> _What you need to do_: Among the records, how many lines contain "pillow"? Only the number is needed.

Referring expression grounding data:
_____
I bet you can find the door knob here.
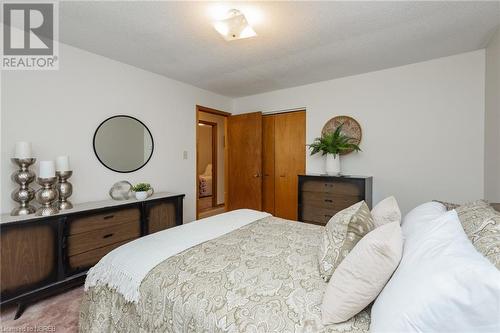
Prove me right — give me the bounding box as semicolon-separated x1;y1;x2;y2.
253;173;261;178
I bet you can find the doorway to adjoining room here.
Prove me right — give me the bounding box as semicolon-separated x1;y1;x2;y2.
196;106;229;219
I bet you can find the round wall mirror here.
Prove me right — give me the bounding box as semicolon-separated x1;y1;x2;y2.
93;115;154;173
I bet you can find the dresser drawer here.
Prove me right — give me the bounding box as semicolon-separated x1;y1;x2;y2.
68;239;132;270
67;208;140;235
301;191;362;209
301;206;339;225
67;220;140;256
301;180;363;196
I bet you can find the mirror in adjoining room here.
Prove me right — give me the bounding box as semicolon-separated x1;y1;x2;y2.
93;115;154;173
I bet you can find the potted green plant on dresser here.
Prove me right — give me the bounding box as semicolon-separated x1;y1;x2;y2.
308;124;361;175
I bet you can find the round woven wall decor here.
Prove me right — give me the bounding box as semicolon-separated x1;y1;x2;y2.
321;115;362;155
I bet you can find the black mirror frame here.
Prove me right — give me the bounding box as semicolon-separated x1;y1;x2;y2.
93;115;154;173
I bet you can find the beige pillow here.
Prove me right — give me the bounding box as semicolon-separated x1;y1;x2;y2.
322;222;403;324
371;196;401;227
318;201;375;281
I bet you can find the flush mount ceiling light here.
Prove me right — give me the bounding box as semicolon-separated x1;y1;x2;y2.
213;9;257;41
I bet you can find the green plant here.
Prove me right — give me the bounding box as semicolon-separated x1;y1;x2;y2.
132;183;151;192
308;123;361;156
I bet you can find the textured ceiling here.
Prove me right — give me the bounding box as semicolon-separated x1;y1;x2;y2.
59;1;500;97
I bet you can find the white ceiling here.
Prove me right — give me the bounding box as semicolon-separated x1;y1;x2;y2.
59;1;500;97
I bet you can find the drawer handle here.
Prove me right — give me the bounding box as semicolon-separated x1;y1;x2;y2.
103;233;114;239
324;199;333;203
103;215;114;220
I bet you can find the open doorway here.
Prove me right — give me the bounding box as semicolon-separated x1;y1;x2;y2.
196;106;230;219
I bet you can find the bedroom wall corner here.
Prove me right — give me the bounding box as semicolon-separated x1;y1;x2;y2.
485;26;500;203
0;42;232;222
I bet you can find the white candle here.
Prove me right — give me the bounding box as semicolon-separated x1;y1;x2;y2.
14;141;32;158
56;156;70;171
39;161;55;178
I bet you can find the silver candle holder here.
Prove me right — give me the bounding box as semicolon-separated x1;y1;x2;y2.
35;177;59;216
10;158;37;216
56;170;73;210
_____
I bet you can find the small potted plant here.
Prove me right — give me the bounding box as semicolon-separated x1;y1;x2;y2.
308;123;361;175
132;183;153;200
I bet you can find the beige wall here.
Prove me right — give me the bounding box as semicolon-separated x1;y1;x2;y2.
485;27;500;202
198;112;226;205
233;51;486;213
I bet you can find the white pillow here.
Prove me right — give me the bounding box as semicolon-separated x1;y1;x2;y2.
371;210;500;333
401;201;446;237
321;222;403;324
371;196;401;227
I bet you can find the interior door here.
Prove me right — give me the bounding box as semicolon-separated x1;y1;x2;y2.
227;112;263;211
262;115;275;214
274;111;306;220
_____
> _Solution to this exercise_: 2